**THE INPUT**
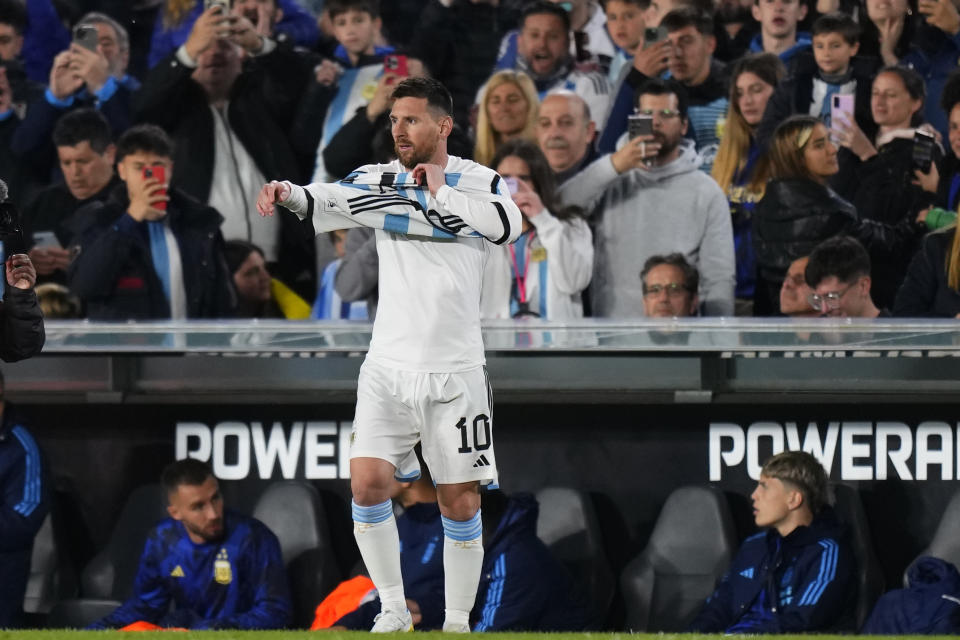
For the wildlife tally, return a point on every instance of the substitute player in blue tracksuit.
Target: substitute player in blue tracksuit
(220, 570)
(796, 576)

--

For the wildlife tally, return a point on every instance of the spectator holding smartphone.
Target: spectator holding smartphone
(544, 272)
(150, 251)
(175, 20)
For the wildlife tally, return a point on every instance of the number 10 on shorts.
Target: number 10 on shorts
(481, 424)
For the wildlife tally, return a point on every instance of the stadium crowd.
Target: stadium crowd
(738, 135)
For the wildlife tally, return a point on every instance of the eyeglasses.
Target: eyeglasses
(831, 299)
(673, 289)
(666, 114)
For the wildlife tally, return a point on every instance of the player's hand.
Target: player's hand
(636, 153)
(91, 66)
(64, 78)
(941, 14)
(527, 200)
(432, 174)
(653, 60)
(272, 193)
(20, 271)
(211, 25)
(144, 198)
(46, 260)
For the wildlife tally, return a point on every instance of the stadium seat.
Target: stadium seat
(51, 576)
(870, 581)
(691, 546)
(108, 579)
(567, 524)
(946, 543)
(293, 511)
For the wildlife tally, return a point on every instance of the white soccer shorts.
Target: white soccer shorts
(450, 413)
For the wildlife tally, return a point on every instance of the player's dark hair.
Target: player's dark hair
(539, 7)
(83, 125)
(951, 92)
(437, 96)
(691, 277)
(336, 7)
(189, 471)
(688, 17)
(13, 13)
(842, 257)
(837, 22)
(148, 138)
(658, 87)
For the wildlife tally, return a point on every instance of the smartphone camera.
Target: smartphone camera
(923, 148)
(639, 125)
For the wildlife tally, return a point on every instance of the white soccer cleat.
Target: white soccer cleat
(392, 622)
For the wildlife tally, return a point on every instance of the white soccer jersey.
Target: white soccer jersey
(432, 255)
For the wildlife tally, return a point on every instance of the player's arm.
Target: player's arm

**PROBLEM STATEMENT**
In the listing above, find the line with "the smartphone camera." and the line with "Target: player's arm"; set down exactly those two lines and every line between them, nothing more.

**FINISHED TASK**
For the wildlife tally, return a point on every instance of the smartphone camera.
Target: smartphone camera
(923, 148)
(639, 125)
For the wildlife tally, return a point on every instance of the white soccer cleat.
Target: white soccer cleat
(392, 622)
For the wildlife tally, return a point on every instance of the white soccer jersey.
Target: white soccer jersey
(432, 255)
For the wildlife tally, return a point on every instance of the player's arm.
Target: player's arm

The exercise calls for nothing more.